-- Start Given records --

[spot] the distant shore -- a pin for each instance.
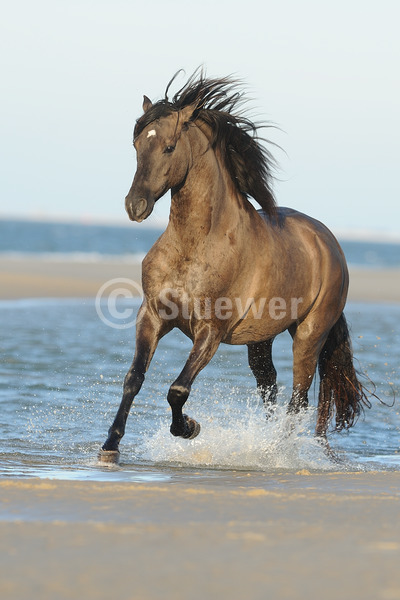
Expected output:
(36, 277)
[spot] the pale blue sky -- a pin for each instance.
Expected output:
(73, 74)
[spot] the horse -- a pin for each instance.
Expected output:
(224, 272)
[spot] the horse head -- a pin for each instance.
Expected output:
(163, 156)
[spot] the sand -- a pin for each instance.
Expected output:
(35, 278)
(250, 536)
(233, 535)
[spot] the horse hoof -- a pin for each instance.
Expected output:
(109, 457)
(192, 428)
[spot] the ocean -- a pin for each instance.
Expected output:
(62, 368)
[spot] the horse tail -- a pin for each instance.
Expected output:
(340, 390)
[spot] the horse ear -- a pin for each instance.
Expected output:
(188, 112)
(147, 103)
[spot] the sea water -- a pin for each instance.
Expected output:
(61, 375)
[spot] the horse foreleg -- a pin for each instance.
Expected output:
(204, 347)
(260, 362)
(148, 333)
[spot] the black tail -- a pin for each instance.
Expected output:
(340, 388)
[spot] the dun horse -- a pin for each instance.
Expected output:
(223, 272)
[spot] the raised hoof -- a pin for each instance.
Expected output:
(109, 457)
(192, 428)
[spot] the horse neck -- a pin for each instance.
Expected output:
(207, 202)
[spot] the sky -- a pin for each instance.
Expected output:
(73, 75)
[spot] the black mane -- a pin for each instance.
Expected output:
(217, 102)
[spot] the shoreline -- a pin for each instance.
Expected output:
(283, 536)
(33, 277)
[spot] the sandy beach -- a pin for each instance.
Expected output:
(35, 278)
(241, 535)
(259, 536)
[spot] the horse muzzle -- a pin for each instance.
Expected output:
(138, 210)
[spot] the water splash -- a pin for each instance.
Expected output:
(245, 440)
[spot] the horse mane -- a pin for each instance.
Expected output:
(218, 103)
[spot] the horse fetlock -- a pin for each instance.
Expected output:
(186, 427)
(108, 456)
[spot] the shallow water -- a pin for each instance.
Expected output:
(61, 377)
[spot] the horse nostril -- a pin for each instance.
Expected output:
(140, 207)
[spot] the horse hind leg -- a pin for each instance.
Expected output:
(306, 349)
(340, 388)
(262, 367)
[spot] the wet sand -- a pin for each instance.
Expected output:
(254, 536)
(36, 278)
(283, 536)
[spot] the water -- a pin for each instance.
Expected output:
(62, 369)
(97, 241)
(60, 384)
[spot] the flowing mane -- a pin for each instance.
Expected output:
(218, 103)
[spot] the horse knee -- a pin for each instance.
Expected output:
(132, 383)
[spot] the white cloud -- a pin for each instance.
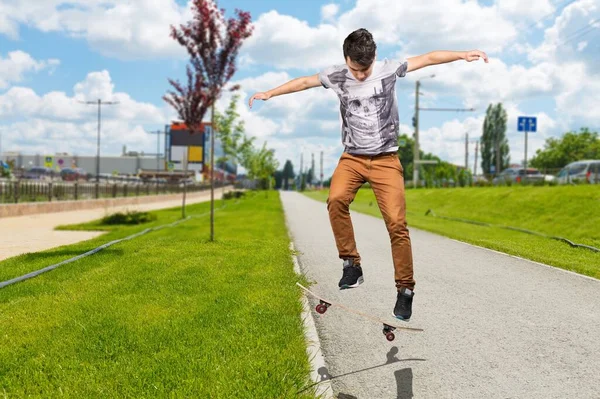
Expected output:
(59, 122)
(568, 38)
(18, 63)
(129, 29)
(284, 41)
(329, 11)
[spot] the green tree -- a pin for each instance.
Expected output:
(406, 146)
(494, 144)
(231, 132)
(571, 147)
(261, 165)
(288, 173)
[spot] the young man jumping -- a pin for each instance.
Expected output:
(370, 129)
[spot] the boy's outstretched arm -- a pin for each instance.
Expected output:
(294, 85)
(442, 57)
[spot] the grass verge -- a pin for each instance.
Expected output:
(168, 314)
(571, 212)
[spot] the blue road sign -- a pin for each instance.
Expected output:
(527, 124)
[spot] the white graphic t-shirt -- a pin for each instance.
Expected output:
(369, 110)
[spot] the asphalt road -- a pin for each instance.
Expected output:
(495, 326)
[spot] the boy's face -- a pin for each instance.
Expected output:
(360, 72)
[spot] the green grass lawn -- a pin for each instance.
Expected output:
(168, 314)
(572, 212)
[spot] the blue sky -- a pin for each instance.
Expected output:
(542, 63)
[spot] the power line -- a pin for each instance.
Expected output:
(595, 23)
(99, 102)
(558, 8)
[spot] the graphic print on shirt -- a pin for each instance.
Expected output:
(369, 111)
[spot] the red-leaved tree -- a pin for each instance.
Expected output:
(212, 43)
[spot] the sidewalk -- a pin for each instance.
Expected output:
(34, 233)
(495, 326)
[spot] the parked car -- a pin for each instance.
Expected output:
(520, 175)
(580, 172)
(39, 173)
(73, 174)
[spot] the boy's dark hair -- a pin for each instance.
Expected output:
(360, 47)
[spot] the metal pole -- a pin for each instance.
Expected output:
(212, 173)
(475, 165)
(416, 146)
(98, 145)
(467, 151)
(321, 170)
(525, 160)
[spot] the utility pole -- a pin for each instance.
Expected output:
(312, 167)
(467, 151)
(212, 173)
(475, 165)
(157, 132)
(321, 170)
(301, 173)
(99, 102)
(416, 154)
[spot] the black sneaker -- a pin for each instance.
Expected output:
(403, 308)
(352, 276)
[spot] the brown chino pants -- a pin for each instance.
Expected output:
(385, 174)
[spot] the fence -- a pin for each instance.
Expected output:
(33, 191)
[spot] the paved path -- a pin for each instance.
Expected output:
(34, 233)
(495, 326)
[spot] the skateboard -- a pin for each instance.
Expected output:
(388, 328)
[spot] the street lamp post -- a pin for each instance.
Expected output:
(99, 102)
(416, 155)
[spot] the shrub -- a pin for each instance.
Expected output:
(133, 217)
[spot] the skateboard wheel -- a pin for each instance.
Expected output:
(321, 308)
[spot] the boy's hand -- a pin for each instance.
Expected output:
(475, 55)
(259, 96)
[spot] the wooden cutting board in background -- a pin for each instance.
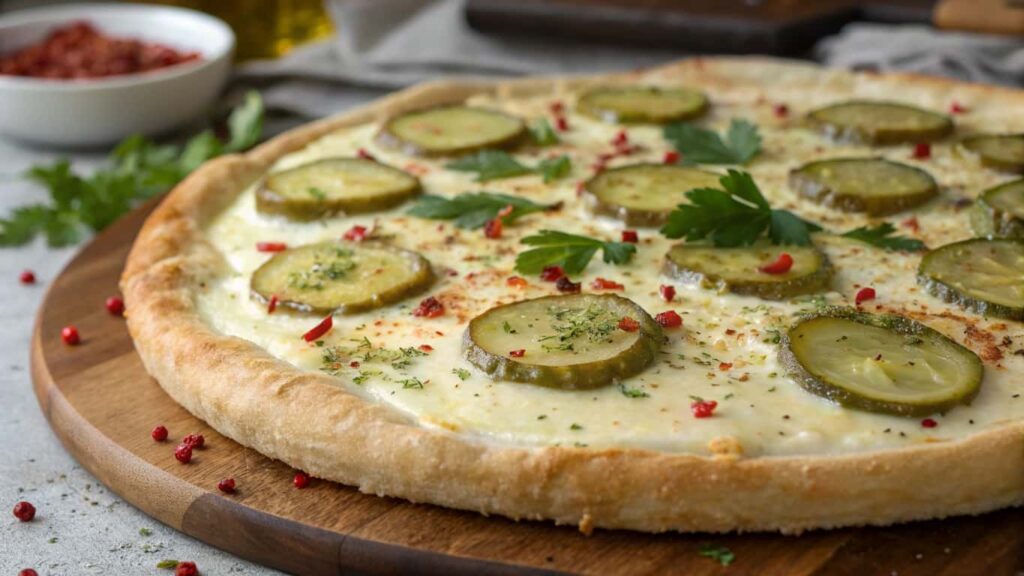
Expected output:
(769, 27)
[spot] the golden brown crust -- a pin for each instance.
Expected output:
(305, 420)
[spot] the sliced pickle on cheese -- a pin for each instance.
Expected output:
(644, 194)
(642, 104)
(574, 341)
(880, 363)
(1003, 152)
(985, 276)
(340, 278)
(741, 270)
(999, 211)
(450, 130)
(872, 186)
(877, 122)
(335, 186)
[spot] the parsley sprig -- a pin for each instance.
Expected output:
(882, 237)
(495, 165)
(139, 169)
(700, 146)
(472, 210)
(736, 215)
(570, 251)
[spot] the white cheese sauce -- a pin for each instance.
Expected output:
(725, 351)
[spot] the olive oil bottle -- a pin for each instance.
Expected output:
(266, 29)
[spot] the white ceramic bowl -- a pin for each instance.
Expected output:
(102, 111)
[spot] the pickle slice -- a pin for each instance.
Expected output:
(1003, 152)
(450, 130)
(999, 211)
(877, 122)
(739, 270)
(570, 341)
(642, 104)
(338, 278)
(863, 184)
(880, 363)
(643, 195)
(982, 275)
(333, 186)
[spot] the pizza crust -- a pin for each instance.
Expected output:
(305, 420)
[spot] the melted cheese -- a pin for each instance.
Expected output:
(723, 353)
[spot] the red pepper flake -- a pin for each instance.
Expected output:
(552, 274)
(704, 408)
(605, 284)
(516, 282)
(271, 246)
(669, 319)
(863, 295)
(183, 453)
(25, 511)
(356, 234)
(429, 307)
(628, 324)
(781, 264)
(668, 292)
(115, 305)
(226, 486)
(70, 335)
(159, 434)
(195, 440)
(316, 331)
(563, 284)
(494, 229)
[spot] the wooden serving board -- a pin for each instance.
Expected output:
(102, 405)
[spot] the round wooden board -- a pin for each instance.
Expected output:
(102, 405)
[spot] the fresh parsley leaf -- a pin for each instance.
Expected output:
(489, 165)
(555, 168)
(495, 165)
(543, 133)
(724, 556)
(472, 210)
(569, 251)
(882, 236)
(700, 146)
(736, 215)
(137, 169)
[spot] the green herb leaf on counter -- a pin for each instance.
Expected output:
(472, 210)
(700, 146)
(138, 169)
(736, 215)
(543, 133)
(496, 165)
(882, 237)
(570, 251)
(724, 556)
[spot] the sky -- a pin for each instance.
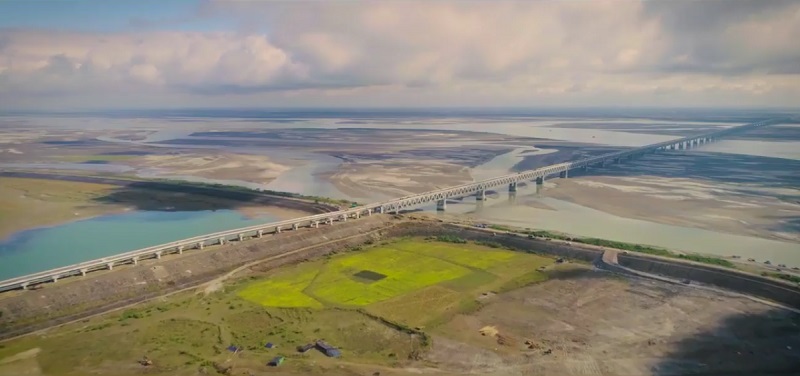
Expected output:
(83, 54)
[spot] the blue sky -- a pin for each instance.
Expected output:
(107, 16)
(120, 53)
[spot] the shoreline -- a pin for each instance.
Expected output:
(294, 247)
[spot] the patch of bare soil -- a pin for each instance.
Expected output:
(252, 168)
(730, 208)
(592, 323)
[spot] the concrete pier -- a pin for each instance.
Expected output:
(512, 187)
(477, 188)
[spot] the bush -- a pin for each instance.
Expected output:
(450, 239)
(783, 276)
(708, 260)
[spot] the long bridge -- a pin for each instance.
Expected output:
(439, 197)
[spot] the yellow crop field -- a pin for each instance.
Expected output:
(404, 271)
(396, 270)
(284, 289)
(463, 254)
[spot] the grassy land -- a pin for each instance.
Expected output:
(30, 203)
(622, 245)
(427, 278)
(372, 322)
(783, 276)
(235, 188)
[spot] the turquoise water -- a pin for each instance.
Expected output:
(45, 248)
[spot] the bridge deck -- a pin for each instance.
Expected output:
(381, 207)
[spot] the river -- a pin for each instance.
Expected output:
(45, 248)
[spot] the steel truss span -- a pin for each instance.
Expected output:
(439, 196)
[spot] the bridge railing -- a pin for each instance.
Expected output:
(395, 204)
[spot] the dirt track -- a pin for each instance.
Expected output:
(598, 324)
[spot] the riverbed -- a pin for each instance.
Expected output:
(45, 248)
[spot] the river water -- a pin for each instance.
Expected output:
(567, 217)
(41, 249)
(51, 247)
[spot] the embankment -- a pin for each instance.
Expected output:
(70, 300)
(728, 279)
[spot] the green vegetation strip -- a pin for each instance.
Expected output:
(236, 188)
(620, 245)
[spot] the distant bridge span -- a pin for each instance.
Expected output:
(439, 196)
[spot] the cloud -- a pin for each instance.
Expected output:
(447, 52)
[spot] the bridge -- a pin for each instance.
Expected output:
(439, 197)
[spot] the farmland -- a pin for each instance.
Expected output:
(399, 268)
(363, 302)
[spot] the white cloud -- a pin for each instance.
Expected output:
(437, 53)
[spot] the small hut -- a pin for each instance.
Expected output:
(276, 361)
(328, 350)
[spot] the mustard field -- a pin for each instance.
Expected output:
(389, 272)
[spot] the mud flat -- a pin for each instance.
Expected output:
(577, 320)
(33, 200)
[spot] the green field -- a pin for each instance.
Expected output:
(375, 305)
(408, 266)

-- End Given records --

• **Task description**: Copy out the items verbatim, starting at the line with "[spot] the farmland" and continuing through the last line of the items.

• **Solution to this task**:
[spot] the farmland -- a pin for each instance.
Expected output:
(399, 268)
(363, 302)
[spot] the white cloud -- a pin for each instance.
Expected output:
(437, 53)
[spot] the small hut -- a pin for each instance.
Expected output:
(276, 361)
(328, 350)
[spot] the mustard field -- a pin for each instance.
Expected output:
(389, 272)
[spot] the mud flat -- a pin for each instance.
Expected output:
(577, 320)
(33, 200)
[spot] the green field -- a pin for each instance.
Expected output:
(375, 305)
(408, 266)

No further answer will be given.